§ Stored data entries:

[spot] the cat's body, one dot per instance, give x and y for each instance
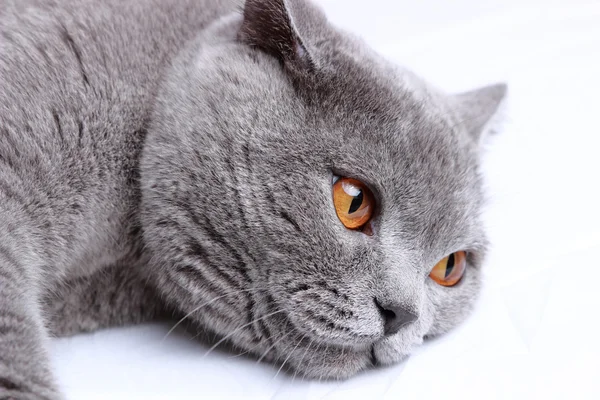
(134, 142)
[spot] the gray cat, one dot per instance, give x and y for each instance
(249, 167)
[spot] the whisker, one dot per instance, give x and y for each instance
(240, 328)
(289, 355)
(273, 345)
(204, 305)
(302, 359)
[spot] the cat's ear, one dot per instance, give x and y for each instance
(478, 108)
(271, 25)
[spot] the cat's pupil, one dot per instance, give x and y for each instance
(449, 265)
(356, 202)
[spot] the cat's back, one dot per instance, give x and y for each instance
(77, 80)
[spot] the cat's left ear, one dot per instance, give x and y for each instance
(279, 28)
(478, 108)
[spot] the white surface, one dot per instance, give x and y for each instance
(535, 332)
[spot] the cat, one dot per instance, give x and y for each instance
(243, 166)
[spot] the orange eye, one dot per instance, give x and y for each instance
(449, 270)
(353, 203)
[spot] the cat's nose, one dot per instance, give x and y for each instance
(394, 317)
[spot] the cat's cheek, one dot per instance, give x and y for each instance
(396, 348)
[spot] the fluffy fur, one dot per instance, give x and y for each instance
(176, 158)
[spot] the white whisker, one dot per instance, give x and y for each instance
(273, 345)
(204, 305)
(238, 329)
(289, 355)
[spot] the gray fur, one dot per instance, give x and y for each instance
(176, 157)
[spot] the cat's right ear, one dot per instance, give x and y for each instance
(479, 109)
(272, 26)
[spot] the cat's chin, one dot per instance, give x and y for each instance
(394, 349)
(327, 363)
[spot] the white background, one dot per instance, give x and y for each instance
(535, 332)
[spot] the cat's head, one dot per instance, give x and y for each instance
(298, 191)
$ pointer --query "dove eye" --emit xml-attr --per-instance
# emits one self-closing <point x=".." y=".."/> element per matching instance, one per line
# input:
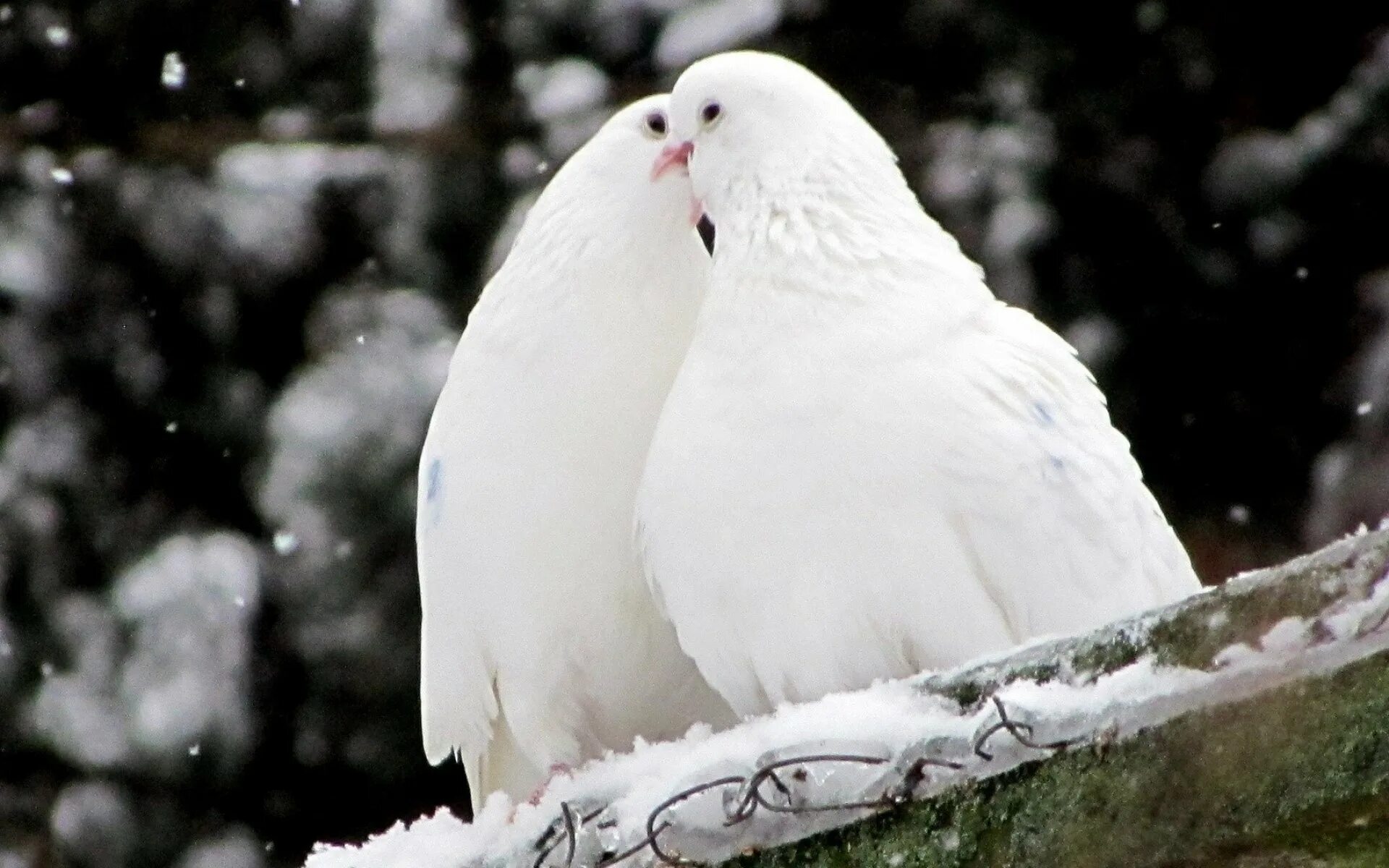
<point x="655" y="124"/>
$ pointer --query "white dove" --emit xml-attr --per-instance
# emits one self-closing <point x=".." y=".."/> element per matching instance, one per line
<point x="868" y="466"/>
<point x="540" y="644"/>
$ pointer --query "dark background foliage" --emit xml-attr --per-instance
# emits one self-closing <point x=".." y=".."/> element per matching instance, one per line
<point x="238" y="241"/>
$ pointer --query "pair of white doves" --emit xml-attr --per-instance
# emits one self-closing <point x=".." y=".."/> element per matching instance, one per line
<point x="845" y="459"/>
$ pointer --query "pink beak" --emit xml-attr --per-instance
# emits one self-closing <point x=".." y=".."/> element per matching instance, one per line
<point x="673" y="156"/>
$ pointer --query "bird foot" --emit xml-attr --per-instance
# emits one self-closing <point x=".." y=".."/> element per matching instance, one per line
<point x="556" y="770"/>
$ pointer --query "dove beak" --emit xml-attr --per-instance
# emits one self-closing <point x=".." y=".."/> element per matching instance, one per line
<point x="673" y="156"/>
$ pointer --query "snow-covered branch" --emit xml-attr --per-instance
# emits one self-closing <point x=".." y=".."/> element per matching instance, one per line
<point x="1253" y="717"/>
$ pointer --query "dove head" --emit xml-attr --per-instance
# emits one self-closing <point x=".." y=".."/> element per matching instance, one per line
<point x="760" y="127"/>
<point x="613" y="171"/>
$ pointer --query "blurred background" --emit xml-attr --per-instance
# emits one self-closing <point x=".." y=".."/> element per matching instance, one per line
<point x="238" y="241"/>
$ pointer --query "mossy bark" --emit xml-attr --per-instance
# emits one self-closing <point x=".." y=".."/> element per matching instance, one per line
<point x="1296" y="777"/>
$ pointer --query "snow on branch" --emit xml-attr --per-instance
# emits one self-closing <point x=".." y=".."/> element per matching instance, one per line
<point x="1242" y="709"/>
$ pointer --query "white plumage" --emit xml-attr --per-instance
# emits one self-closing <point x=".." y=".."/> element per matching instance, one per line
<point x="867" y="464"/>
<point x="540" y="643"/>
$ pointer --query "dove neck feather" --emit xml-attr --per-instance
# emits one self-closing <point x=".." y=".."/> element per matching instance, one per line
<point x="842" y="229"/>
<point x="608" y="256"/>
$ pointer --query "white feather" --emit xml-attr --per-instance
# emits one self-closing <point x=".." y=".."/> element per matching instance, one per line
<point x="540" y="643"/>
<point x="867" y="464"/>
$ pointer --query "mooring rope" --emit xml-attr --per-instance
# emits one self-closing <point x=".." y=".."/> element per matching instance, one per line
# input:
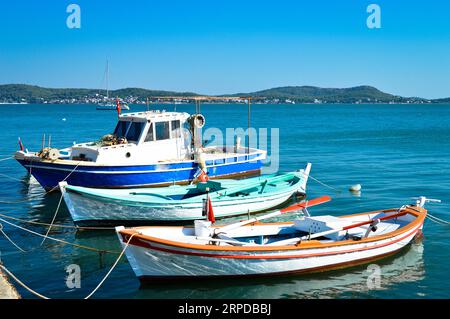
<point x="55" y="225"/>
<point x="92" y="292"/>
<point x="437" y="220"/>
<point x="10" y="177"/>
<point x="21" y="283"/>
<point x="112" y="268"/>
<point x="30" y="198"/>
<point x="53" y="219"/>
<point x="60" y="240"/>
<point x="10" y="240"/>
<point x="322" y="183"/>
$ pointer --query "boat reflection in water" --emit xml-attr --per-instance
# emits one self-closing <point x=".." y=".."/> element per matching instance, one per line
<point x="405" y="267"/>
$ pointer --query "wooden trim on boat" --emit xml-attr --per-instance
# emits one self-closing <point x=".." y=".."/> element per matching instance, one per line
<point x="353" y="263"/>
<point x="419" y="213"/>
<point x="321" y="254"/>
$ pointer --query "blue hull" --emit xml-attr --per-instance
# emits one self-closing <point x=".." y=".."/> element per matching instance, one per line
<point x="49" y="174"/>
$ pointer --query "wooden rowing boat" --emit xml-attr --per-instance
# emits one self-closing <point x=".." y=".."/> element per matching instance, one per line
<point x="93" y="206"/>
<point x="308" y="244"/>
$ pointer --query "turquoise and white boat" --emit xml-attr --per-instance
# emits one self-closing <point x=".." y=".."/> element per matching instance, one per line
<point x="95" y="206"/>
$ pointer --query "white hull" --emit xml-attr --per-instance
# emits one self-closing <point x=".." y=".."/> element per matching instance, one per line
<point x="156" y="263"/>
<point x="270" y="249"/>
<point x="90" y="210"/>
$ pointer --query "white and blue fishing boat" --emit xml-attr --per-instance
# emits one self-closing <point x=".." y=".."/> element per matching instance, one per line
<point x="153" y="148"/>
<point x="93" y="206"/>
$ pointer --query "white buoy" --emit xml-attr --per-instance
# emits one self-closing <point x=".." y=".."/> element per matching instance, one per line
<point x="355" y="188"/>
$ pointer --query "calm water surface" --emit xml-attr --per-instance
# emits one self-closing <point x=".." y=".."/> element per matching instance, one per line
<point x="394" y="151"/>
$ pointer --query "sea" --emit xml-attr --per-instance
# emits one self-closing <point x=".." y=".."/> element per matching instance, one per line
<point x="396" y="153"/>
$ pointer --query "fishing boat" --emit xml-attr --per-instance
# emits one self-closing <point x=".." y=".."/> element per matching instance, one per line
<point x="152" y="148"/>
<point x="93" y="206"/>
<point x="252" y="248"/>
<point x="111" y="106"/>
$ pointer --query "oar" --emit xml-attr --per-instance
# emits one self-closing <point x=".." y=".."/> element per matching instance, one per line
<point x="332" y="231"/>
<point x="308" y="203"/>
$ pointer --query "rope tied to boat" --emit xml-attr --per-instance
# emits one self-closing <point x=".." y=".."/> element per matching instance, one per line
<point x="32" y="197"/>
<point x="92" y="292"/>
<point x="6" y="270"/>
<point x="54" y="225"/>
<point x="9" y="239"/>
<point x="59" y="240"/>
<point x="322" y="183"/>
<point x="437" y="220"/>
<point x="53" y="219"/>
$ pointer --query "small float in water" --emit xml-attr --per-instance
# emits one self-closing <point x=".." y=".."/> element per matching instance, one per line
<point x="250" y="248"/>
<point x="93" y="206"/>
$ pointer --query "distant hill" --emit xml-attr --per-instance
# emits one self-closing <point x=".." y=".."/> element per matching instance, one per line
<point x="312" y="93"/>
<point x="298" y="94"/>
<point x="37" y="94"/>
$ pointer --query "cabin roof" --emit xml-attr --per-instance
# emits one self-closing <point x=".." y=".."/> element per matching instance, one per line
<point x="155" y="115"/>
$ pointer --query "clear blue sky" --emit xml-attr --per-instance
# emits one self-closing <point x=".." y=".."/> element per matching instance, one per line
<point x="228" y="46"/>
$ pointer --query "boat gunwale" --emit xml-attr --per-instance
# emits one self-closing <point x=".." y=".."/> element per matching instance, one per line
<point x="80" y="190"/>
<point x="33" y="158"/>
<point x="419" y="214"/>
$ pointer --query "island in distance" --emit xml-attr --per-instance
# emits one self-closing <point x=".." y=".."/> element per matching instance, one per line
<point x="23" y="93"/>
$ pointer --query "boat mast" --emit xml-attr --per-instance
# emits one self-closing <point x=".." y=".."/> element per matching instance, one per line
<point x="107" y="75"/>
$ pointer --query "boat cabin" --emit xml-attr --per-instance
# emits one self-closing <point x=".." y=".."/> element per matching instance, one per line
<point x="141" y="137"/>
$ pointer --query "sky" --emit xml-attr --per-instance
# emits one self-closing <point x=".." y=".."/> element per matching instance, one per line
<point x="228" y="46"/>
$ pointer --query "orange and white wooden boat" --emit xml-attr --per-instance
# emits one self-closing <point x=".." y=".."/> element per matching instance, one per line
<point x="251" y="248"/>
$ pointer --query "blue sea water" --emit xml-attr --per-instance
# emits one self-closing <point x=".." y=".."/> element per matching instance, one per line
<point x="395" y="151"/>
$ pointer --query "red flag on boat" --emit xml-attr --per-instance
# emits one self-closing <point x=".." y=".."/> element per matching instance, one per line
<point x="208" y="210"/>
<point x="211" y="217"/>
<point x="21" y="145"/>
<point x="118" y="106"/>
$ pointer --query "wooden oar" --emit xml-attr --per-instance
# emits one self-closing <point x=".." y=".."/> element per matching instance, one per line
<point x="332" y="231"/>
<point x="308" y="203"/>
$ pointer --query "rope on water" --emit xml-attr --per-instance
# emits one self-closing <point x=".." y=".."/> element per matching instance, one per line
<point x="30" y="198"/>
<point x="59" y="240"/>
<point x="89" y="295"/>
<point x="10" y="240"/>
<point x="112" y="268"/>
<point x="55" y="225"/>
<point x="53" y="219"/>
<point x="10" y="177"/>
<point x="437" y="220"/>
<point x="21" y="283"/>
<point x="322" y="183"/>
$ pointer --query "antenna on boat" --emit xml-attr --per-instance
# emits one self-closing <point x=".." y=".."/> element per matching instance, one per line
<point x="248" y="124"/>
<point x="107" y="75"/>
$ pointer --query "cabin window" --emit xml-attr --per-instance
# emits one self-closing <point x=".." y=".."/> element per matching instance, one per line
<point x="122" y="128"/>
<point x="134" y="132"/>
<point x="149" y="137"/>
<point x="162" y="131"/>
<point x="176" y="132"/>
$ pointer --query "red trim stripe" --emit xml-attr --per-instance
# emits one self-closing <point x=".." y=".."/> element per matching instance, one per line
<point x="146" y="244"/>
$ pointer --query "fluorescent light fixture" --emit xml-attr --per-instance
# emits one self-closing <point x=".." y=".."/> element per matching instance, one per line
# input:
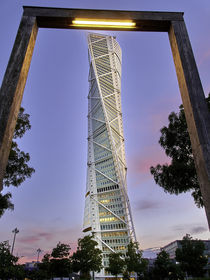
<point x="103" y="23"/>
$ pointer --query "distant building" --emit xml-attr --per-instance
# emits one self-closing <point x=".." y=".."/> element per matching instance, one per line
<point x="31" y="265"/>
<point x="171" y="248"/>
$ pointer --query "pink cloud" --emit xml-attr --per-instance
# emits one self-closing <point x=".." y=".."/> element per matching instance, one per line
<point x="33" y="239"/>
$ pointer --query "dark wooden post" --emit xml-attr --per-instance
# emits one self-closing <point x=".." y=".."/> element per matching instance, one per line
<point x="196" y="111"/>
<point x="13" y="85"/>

§ Task details:
Tally the lines of the entries above that hold the word "distant"; the number is the whole answer.

§ Exercise solution:
2